[Exercise brief] Without the images, write out the whole listing exactly.

++++++++++

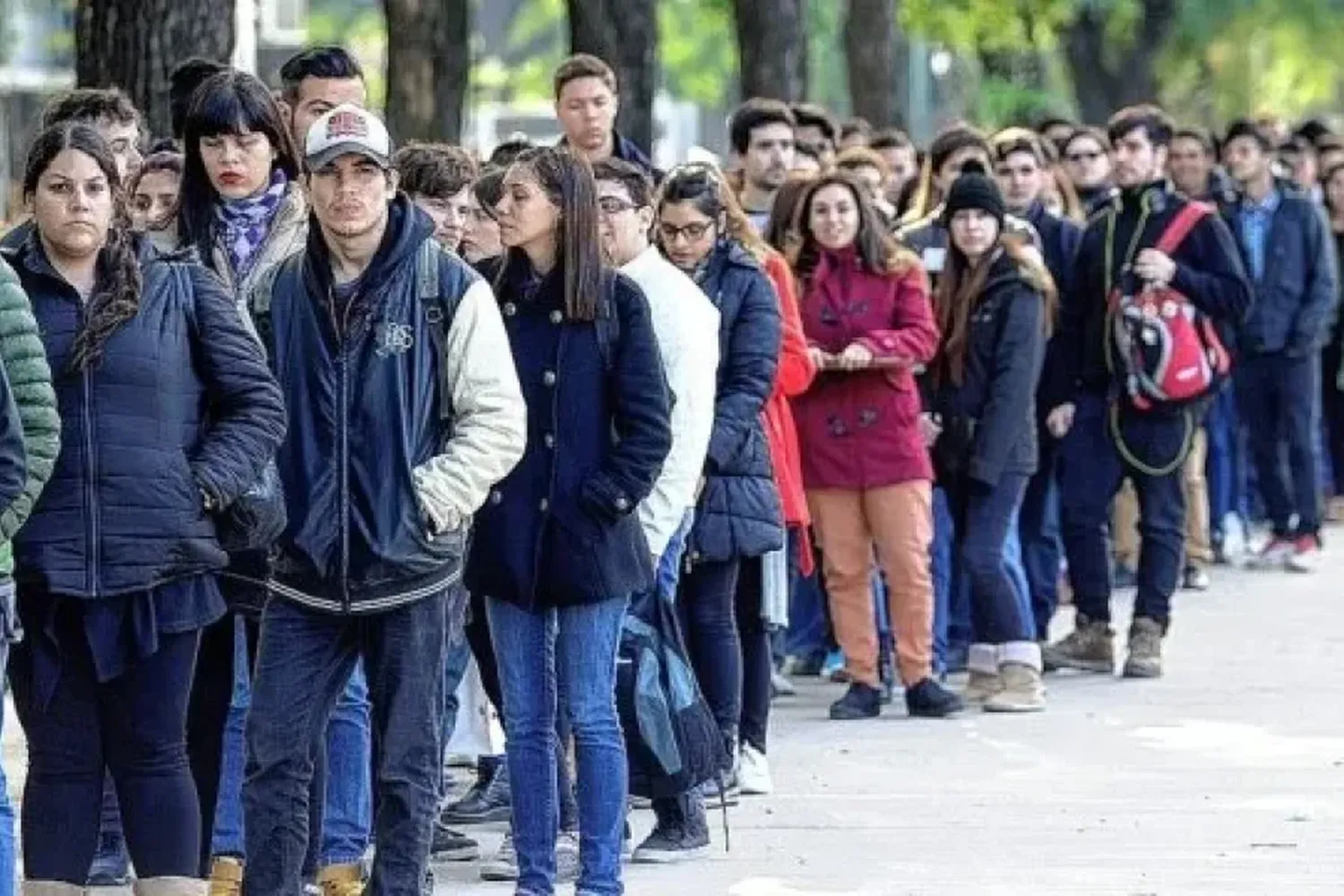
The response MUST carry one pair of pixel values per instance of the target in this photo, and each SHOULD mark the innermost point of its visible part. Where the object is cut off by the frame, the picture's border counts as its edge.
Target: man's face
(1021, 179)
(1190, 166)
(319, 96)
(1086, 163)
(1246, 160)
(586, 109)
(1137, 160)
(769, 156)
(623, 228)
(449, 214)
(903, 167)
(349, 195)
(814, 136)
(124, 140)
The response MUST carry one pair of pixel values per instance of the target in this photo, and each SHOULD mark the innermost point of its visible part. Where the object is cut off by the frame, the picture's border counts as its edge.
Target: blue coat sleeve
(746, 370)
(13, 468)
(1312, 325)
(246, 409)
(642, 411)
(1012, 384)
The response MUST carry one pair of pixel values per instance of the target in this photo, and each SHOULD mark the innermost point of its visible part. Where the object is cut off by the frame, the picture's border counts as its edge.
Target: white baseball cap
(343, 131)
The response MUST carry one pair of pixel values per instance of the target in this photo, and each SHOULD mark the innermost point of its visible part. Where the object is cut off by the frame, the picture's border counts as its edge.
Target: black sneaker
(930, 700)
(860, 702)
(484, 804)
(453, 847)
(671, 844)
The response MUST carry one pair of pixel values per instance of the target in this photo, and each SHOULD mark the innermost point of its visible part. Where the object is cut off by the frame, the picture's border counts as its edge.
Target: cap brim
(330, 155)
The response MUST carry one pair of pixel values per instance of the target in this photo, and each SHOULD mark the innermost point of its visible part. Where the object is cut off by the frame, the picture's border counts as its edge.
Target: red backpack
(1168, 351)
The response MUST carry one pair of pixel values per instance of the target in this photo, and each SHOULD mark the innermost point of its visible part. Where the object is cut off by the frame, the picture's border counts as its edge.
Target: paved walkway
(1226, 777)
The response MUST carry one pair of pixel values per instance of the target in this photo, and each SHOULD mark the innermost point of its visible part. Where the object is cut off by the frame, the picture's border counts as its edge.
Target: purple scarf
(242, 223)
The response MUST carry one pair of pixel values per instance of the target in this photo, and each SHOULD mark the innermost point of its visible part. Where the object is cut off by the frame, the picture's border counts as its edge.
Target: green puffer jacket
(26, 363)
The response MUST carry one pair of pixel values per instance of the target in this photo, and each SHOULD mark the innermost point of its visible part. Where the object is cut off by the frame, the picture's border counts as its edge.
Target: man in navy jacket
(1118, 247)
(1289, 252)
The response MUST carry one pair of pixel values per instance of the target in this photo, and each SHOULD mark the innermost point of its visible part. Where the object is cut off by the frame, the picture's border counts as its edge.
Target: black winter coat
(124, 508)
(1004, 351)
(739, 513)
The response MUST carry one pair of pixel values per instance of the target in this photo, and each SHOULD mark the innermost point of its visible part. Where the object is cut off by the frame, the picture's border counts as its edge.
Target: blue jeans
(546, 659)
(304, 662)
(343, 772)
(1091, 476)
(1281, 397)
(1225, 466)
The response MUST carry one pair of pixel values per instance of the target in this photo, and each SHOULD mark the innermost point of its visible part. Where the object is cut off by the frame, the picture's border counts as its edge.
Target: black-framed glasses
(693, 233)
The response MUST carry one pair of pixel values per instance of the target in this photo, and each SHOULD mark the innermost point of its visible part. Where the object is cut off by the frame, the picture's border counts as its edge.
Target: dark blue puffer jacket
(124, 508)
(739, 513)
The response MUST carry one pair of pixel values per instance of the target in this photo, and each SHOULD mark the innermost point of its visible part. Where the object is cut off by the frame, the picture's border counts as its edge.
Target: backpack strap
(1179, 228)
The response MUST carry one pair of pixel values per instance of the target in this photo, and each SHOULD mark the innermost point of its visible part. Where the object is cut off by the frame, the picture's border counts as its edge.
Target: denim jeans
(343, 771)
(1225, 468)
(564, 659)
(304, 662)
(1039, 533)
(1091, 476)
(986, 516)
(1281, 395)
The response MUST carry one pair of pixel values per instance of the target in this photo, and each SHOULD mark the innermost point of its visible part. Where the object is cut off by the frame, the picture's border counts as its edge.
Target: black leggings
(757, 665)
(132, 726)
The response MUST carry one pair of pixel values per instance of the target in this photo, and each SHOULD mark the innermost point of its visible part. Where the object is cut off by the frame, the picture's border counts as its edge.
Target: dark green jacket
(30, 381)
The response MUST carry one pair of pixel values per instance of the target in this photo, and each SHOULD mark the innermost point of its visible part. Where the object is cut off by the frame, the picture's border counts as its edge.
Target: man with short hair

++++++++++

[Response]
The response MUST carry one pair of pixel values per instance of the target in this photo, and each SHOULD mark the innermost point of its visible part. Where the object is cut off by the frame, the picture's border counts as its edge.
Target: man's face
(1021, 179)
(1190, 166)
(319, 96)
(1086, 163)
(1246, 160)
(586, 109)
(1137, 160)
(769, 156)
(623, 228)
(449, 214)
(903, 167)
(349, 195)
(814, 136)
(124, 140)
The response MUST carry one pair of pixel values per instance of the target in this photo, and each SHOULD mark the innermost point of its visible part. Where the object is cut off by the frame, the picture's border counts as its edge.
Target: blue coat sleeve
(746, 370)
(13, 468)
(1312, 325)
(246, 409)
(642, 411)
(1012, 384)
The response MUST carry one pair of pixel values per instance of the target in this photo, and each SHOULD mark the innermost point of its visible part. Where the object is cut off by the frame, the picture's border counts as its edge.
Target: white baseball cap
(343, 131)
The response MUST carry one pair of pixel values per instance of the target in this photo, and each SHOULD mark the innermost point of its visible part. Where the object is cut off by the frame, the picture's border counts as its edge.
Target: black sneaker
(930, 700)
(860, 702)
(484, 804)
(453, 847)
(671, 844)
The response MUST carry one pair of pixel values per instance of the target in this photo, and each SHOULD mark the innermost point of its visible part. Where the object is cut off by the frame, the picture's border counts as its edge.
Target: cap brim
(330, 155)
The response MUST carry one pair of pixel values per instance of the target in this photo, and each SHOULD mark the innermost point of its visible part. Where the object is cut off by the frame, the picture's border counts as its edge.
Target: red backpack
(1168, 351)
The response MUST carry one pair of pixel values per instance of the target in this photo, and each SHOULD mark the innermost point of its visible part. Where the object is cut off by the frame, the picture's border counts as its edge.
Target: paved walkway
(1226, 777)
The response MUST carry one pair of pixel values per instance of the target in this photo, and each SHOULD mark the innermost point of its visible part. Where the object is cut off by the frame, the picture's border counts as its edge.
Target: purple scarf
(242, 223)
The response MUST carry one pair of pixel values per instance of the target in this photo, and each SHOULD mark the innermost point of its visible part. Where the object is cut off by the frame, the picture's border counts as its edge.
Target: green puffer jacket
(26, 363)
The response MUST carry one pair of pixel values per instance of the target in this photo, and each SHOULD mark the innermost point of its visible part. Where the object is cut off by the frame, the picture's border counts as its edge.
Target: man in navy jacket
(1118, 247)
(1289, 252)
The response MUST carry one pair of pixel values per instance of the target in this photo, and each SHOULD mark the innermost point of its visible part. Where the object is cut off by the frame, the picture's border counts as its edge.
Target: black winter coat
(124, 508)
(1004, 351)
(739, 513)
The response MUST carry one pair of pixel values per instance of the target in this photo, and each SHOULD mark the innermost point of its visible part. Where the object is cut off by the frame, the picture's border counts as its edge.
Target: blue jeans
(546, 659)
(304, 662)
(343, 772)
(1091, 476)
(1281, 397)
(1225, 466)
The response MUST carry one pair of pixel values per instance of the target in this photo, and each SHOULD mark the innermost point of its visible part. Where the object is cut off by the frame, the picture's border counts as its edge.
Target: black-framed glasses
(693, 233)
The response MUST carry one pair of pixel values per instance of the target in this photo, and each SHOULD mark the innermost point of its visible part. Where the object is cut off by the frame, the picture's border counts as its edge.
Target: dark blue puffer jacket
(124, 508)
(739, 513)
The response MUST carry one pair of pixel values per instance of the target in this photo, and each SHOULD mark the innermost point of its visible part. Where the object is cut off by the frame, the picture's border counts as its edge.
Target: backpack strap
(1179, 228)
The response MUST carry one pair of pixel values per instance of the target in this photo, and each SHOULD mark the innermost point of its visible part. Where the object is cut off by the frame, the picture's border counts as its edge.
Target: denim jeans
(343, 771)
(1225, 468)
(564, 659)
(304, 662)
(1039, 533)
(1091, 476)
(986, 516)
(1281, 395)
The response MUST carry one pair of pixel values per instance of the target in this photo, and each SHOULD mark the innermost point of its visible part. Where the object is cut off by the frame, the picture's border counts as its edge.
Target: black leggings
(757, 665)
(132, 726)
The response MUST carry one pair of pixel values per instance of the target in this photo, and each SHOULD mark the innermost point of its visible part. Where the object is cut off by the frame, the picture's border counts as its edge.
Target: dark green jacket
(30, 381)
The response MUST carry one pair of pixel values per instance of the target in this photo, and each SHOULD mark the innermost point of its visible part. Where the object is cut off by the frame, the picture's border counts as its edge.
Target: man with short hair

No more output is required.